Document segment:
Wednesday, November 23, 2011

Abby's journey with Amblyopia

Thank you Sheelagh for sharing your daughter's Amblyopia journey.


My daughter Abby was diagnosed at the age of 4 1/2 with strabismus and amblyopia. Her right eye was seeing 20/30 and her left eye 20/200 uncorrected. The way we found out was a train wreck. At Abby's four year old well check she failed the vision screening with her left eye only. The nurse said it was behavioral and that not to worry about it. I did worry! I followed up with my family eye doctor shortly afterwards. He could not even finish testing her, because in his words "she was legally blind in her left eye". How did we as parents miss this? She played soccer, but not very well. She was learning her sight words, but not reading. She took ballet and seemed to do fine. She did squint her left eye alot and turn her head. There were frequent headaches, but not complaints of not being able to see. How did I miss this?

I had so many questions and he had so little information for me. I left the office not knowing what to do next or who to see. Hindsight is 20/20. The optometrist recommended a developmental optometrist who was local. Not knowing to much, I followed up quickly with her and learned alot during our first appointment. Abby was fitted with glasses and we began patching for 2 hours a day. Initially it was incredibly hard on all of us. The developmental optometrist set us up for at home vision therapy. We met with a vision therapist once a month for a follow-up and more at home exercises. This continued on for 6 months. After patching for 6 months Abby's vision had become better. She was now 20/20 in her right eye and 20/80 in her amblyoptic eye.

At this point, we decided to do weekly in office vision therapy and fitted Abby for a contact lens. Abby wore the contact lens during the week and her glasses on the weekends. We also used an occluder contact lens in her "good" eye instead of using a patch. This worked well for a while. After 6 months of in office vision therapy once a week with daily vision therapy at home Abby's eyes had improved. She then had achieved 20/20 in her right eye and 20/40 in her left eye. Abby graduated from vision therapy at this point. It was the summer before kindergarten. We still had to wear a contact lens in her left eye, but no occlusion therapy was ordered. We had a great summer. Part of me wondered how her eye's were doing. Abby started kindergarten and she did fabulous. During winter break of kindergarten we went in for a progress check. Abby's eyes had changed. Now her left eye was seeing 20/50! We were not told to patch at this point. We were to come back in another 6 months for our next progress check.

One year post vision therapy and patching we returned for our progress check. It was not good! Abby's vision was still 20/20 in her right eye, but her left eye had decreased to 20/80 and there were still signs of amblyopia. I was extremely upset. Very unsure of how all this happened. Especially since vision therapy is expensive and was not covered by our insurance. The developmental optometrist recommended another 6 months of in office weekly vision therapy. Not sure what to do next, I paid for the 24 sessions and started questioning myself. Somehow in this process, we were never encouraged to see an Ophthalmologist. I owed it to Abby to leave no stone unturned. I felt somehow that this was my fault.

Information provided:
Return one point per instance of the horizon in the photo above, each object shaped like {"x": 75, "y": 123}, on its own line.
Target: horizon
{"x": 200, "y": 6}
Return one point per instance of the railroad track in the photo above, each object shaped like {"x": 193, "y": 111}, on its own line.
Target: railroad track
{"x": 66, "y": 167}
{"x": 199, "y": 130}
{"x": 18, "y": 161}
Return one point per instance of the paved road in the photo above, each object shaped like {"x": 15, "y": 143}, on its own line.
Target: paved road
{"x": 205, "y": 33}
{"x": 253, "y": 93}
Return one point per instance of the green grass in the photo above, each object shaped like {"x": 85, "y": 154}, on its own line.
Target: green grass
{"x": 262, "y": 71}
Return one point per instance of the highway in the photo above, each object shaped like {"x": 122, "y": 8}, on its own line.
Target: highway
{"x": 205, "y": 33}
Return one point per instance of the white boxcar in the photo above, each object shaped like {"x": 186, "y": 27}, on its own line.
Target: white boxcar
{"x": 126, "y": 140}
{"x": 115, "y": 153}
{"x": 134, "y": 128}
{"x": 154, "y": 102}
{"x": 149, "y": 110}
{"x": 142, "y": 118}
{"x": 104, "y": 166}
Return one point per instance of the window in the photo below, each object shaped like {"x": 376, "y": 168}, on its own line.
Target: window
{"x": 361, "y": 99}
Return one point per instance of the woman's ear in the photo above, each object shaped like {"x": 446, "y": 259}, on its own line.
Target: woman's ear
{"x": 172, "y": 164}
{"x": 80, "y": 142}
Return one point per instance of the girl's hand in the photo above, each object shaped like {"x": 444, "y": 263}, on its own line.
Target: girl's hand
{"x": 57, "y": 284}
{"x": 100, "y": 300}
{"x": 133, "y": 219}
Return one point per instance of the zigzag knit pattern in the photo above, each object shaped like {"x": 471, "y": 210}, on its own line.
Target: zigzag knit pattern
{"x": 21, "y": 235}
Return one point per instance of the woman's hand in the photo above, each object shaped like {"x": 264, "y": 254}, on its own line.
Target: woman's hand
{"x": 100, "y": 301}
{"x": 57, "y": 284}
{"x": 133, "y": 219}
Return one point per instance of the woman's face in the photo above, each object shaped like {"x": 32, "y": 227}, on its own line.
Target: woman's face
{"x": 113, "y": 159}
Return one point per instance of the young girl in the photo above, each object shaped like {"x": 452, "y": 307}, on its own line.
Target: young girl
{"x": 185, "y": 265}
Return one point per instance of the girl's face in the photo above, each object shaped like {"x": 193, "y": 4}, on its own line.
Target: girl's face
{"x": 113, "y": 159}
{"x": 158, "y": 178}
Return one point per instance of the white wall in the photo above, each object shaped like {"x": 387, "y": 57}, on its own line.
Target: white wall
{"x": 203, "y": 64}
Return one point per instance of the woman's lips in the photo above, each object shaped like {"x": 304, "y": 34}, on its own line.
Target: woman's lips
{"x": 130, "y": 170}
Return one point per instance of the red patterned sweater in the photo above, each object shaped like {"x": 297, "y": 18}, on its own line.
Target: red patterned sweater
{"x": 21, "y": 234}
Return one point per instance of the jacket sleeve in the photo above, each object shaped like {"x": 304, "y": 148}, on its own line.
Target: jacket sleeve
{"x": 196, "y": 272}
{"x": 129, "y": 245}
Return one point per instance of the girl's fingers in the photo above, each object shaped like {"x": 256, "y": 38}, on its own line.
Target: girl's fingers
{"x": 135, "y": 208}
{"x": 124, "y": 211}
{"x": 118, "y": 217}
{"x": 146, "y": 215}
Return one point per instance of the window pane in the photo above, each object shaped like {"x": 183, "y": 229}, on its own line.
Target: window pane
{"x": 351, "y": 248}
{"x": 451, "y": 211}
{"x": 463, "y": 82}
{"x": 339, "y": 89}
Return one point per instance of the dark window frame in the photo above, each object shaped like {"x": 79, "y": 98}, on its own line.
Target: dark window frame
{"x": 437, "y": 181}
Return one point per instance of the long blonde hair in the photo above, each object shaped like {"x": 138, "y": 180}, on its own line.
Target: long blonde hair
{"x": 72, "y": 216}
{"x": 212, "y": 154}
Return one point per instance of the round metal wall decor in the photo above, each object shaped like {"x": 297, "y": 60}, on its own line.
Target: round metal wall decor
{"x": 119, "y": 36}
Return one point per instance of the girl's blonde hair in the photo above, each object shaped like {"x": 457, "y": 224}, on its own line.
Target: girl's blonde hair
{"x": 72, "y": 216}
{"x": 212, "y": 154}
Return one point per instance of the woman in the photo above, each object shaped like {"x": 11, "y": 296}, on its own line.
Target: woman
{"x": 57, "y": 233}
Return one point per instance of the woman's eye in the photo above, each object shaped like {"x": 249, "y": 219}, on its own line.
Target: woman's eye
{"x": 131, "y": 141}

Problem to solve:
Reproduce everything in the account of Abby's amblyopia above from "One year post" down to "was my fault.".

Solution for this problem:
One year post vision therapy and patching we returned for our progress check. It was not good! Abby's vision was still 20/20 in her right eye, but her left eye had decreased to 20/80 and there were still signs of amblyopia. I was extremely upset. Very unsure of how all this happened. Especially since vision therapy is expensive and was not covered by our insurance. The developmental optometrist recommended another 6 months of in office weekly vision therapy. Not sure what to do next, I paid for the 24 sessions and started questioning myself. Somehow in this process, we were never encouraged to see an Ophthalmologist. I owed it to Abby to leave no stone unturned. I felt somehow that this was my fault.